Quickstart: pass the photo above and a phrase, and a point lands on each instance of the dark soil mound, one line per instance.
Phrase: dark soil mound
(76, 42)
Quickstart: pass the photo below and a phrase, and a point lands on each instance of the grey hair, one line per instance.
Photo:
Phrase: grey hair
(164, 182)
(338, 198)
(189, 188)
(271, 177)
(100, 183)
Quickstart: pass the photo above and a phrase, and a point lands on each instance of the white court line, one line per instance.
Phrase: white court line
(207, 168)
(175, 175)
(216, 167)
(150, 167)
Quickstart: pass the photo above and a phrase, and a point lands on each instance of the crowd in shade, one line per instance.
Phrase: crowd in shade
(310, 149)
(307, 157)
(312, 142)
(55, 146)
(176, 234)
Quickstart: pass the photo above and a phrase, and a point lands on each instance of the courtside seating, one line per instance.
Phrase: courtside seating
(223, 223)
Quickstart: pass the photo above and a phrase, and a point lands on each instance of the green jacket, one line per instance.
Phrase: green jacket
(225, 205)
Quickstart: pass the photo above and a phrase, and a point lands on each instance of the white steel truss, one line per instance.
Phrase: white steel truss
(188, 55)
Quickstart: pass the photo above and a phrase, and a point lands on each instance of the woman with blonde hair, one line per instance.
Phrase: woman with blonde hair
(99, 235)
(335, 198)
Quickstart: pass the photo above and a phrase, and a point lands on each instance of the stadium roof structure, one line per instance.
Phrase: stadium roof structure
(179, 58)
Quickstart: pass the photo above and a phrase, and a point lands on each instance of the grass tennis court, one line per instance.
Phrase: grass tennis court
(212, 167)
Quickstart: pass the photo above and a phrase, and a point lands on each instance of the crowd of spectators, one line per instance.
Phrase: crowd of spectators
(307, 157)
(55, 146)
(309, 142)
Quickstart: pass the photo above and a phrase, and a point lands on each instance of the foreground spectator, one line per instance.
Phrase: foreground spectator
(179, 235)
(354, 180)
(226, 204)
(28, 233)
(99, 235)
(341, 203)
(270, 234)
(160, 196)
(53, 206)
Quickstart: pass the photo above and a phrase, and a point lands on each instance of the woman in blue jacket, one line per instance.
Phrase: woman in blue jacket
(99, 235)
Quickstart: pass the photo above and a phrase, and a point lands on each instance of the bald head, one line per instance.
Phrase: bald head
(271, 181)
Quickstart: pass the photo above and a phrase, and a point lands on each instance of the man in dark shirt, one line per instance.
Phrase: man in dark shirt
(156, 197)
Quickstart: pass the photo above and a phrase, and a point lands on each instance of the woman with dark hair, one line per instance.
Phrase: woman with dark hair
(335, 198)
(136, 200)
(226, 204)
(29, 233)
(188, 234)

*****

(Stated exercise):
Copy out every row above word for word, leaving nothing out and changing nothing.

(Output for this task):
Quickstart: pass the photo above and a phrase, and a point lands on each instance of the dark soil mound, one line per instance.
Phrase: dark soil mound
(76, 42)
Quickstart: pass the photo below and a phrase, and a point lands on each instance of the grey hair, one line per instance.
Photo:
Phrase: grey hair
(164, 182)
(338, 198)
(189, 188)
(271, 177)
(100, 183)
Quickstart: pass the photo above and a phrase, and a point lands on each instance of the white court line, one line per instance.
Phrase: white court line
(207, 168)
(175, 175)
(216, 167)
(150, 167)
Quickstart: pass the photo above and a phrase, and a point lands on each instance of the crowd in shade, one line per instance.
Phrase: crowd in shade
(310, 149)
(307, 157)
(312, 142)
(55, 146)
(176, 234)
Quickstart: pass the photo above and a phrase, and a point lands on each instance of the courtside seating, one line per instance.
Phrase: courtside seating
(223, 223)
Quickstart: pass the photo above and a phrase, and a point lands on each instance of the green jacket, one line per instance.
Phrase: green jacket
(225, 205)
Quickstart: pass the photo above and a phrase, and a point lands on each instance of the white steel truss, one line per instance.
Phrase: white steel truss
(188, 55)
Quickstart: pass the photo above and a phrase, and a point lands on each instance of the woman with blonde hair, one line per instance.
Phrase: woman with blonde hair
(99, 235)
(335, 198)
Quickstart: pass the photo above and a phrase, and a point lands on each instance of the stadium roof structure, one line per instance.
Phrase: stadium roof structure
(179, 58)
Quickstart: pass the photo above and a phrase, and a point lands on each instance of the grass tennis court, one line per instance.
Phrase: grass tennis court
(212, 167)
Quickstart: pass the photo above and a phrase, and a point lands on each instance of the crowd of spectators, one line per instance.
Phrase: crowd of spectators
(307, 157)
(55, 146)
(309, 142)
Quickstart: pass the photo above and a phrase, and a point lands on each instance of the foreground spectator, one line per instance.
Phrase: foreground spectator
(179, 235)
(354, 180)
(226, 204)
(28, 233)
(99, 235)
(341, 203)
(270, 234)
(160, 196)
(53, 206)
Quickstart: pass the photo above and a phrase, and a point lands on each instance of the woman in blue jacket, one line per instance.
Phrase: woman in blue jacket
(99, 235)
Quickstart: pass the photo above and a phrase, and a point lands on each instance of the bald head, one line per instance.
Phrase: bald head
(271, 181)
Quickstart: pass the photo above and a phrase, and a point lands on each instance of the man in dark shirt, one line per instance.
Phrase: man in dark shirt
(156, 197)
Quickstart: pass the photo above and a phrase, and a point lands on each instance of the woman with dark hair, one line per instance.
Phrase: woman with dark hair
(335, 198)
(136, 200)
(226, 204)
(29, 233)
(188, 234)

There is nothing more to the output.